▸ EXERCISE: Put the listing below into a two-column CSV with the headers "prompt" and "reply", one row per entry, covering the whole listing. Enclose each field in quotes and replace its line breaks with spaces.

▸ RECORD EXTRACTS:

--- BEGIN ---

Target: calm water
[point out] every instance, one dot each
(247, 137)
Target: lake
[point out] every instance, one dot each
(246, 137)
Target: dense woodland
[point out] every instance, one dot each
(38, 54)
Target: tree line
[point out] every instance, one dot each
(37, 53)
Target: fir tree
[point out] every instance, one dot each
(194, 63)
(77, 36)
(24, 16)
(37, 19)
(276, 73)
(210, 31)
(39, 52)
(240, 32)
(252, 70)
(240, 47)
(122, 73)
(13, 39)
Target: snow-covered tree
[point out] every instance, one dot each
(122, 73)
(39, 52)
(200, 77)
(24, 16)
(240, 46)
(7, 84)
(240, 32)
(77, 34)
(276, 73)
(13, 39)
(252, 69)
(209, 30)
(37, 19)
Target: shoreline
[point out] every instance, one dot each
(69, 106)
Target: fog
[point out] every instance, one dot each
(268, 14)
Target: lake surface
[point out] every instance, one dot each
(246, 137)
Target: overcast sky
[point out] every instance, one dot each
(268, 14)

--- END ---

▸ PROBLEM SOLUTION:
prompt,reply
"Target: calm water [point out] every instance, one dot each","(247, 137)"
"Target: lake [point out] every instance, one dot each","(246, 137)"
"Target: dense woodland [point out] every instance, one dot each","(38, 54)"
"Target: tree line [point out] every instance, one dot each","(37, 53)"
"Target: fir tree [point out] every instance, one dot each","(194, 63) (77, 36) (24, 16) (37, 19) (276, 73) (210, 31) (39, 52) (240, 32) (252, 70) (240, 47) (122, 73) (13, 39)"
"Target: snow-covered tree [point out] every instance, one dot each","(122, 73) (39, 52) (200, 77) (24, 16) (240, 46) (7, 84) (240, 32) (77, 34) (276, 73) (13, 39) (252, 69) (209, 30) (37, 19)"
"Target: shoreline [point out] every instance, one dot each","(69, 106)"
"Target: fog [point out] every instance, one dot each","(268, 14)"
"Target: lake surface [point out] every instance, one dot each","(246, 137)"
"Target: overcast sky [point out] every instance, one dot each","(268, 14)"